PROMPT
Format every line of the items below as a numbered list, skipping blank lines and leaving the pictures out.

RAW DATA
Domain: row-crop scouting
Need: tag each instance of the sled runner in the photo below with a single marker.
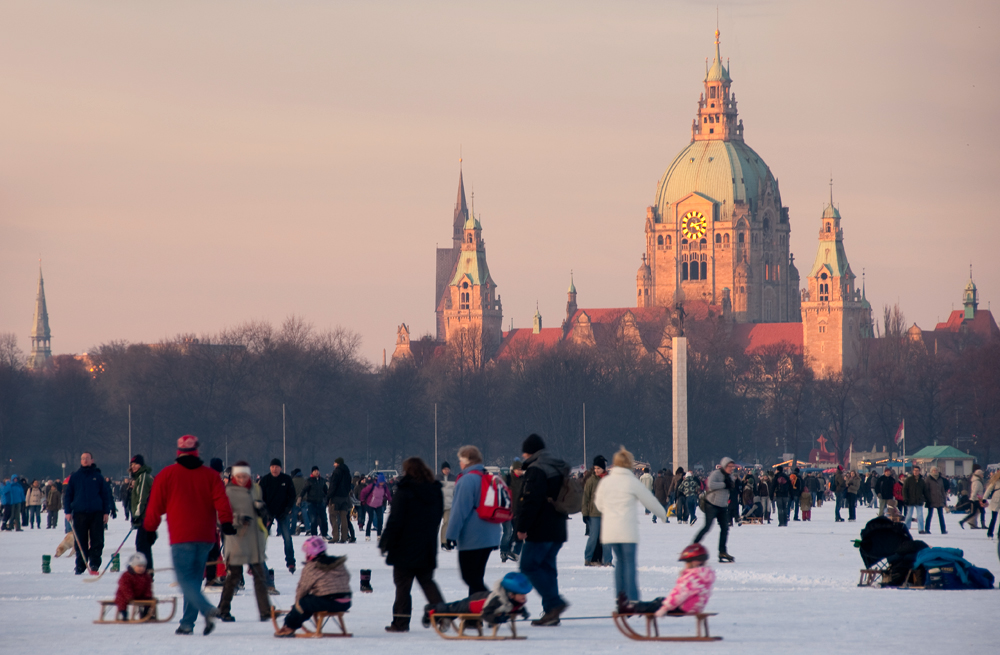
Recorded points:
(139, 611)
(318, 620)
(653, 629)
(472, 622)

SOLVED EXERCISE
1. Domain: row-crop scouting
2. Need: tag each instance of the sled runner in the photo below with a single marker.
3. Recorded points:
4. (139, 611)
5. (318, 620)
6. (653, 629)
7. (472, 622)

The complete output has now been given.